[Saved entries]
--

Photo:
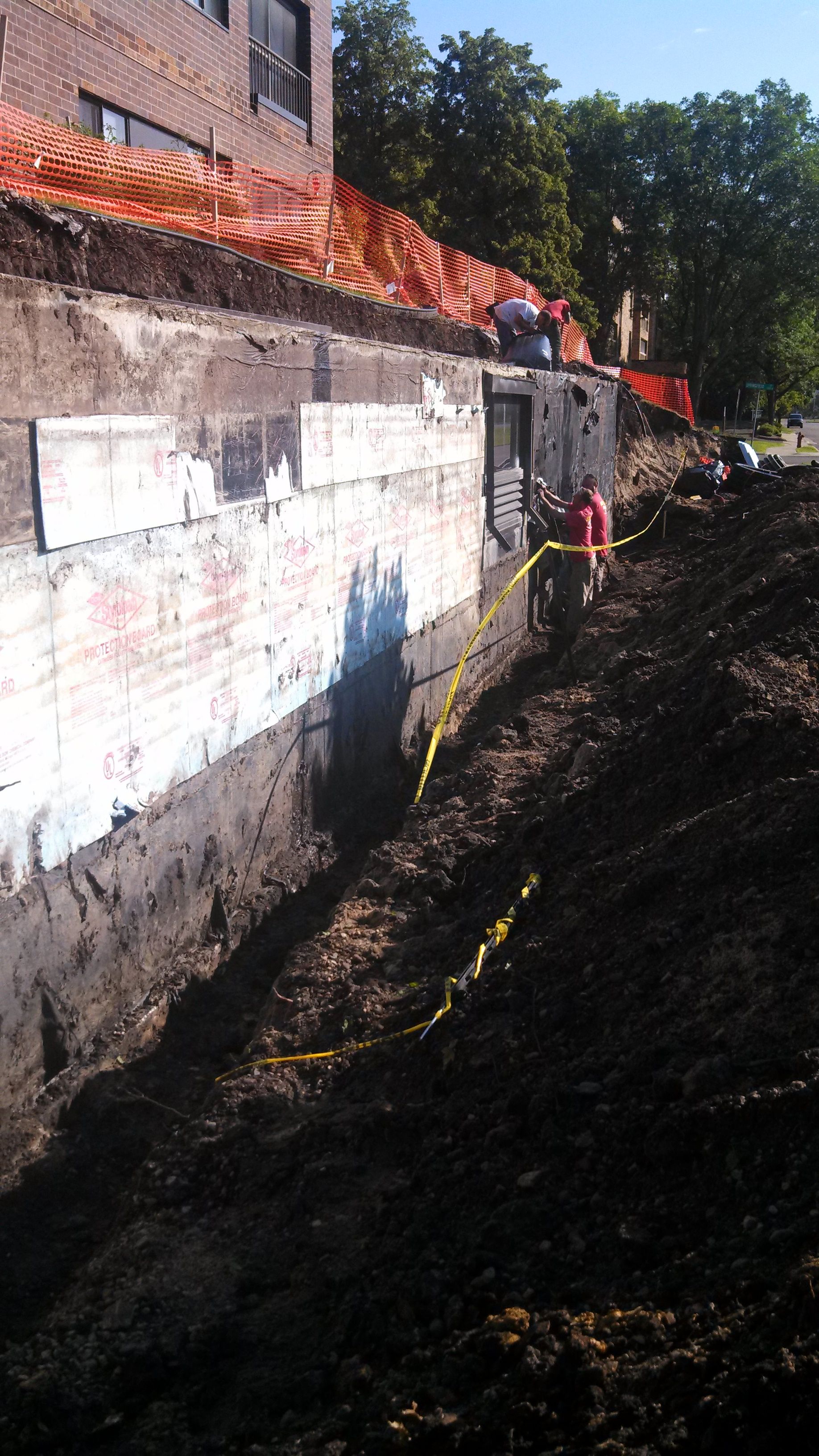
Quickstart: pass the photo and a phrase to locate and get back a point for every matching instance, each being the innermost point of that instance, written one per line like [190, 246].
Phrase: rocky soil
[89, 251]
[583, 1213]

--

What to do —
When you reproduce the entries above, keep every word exact and leave the images out.

Answer box —
Photo:
Quickstart: pass the photo and a phrase to locate and get back a point for every matching instance, each being the innermost point of that instance, written one per line like [190, 246].
Phrase: rocky soil
[89, 251]
[583, 1213]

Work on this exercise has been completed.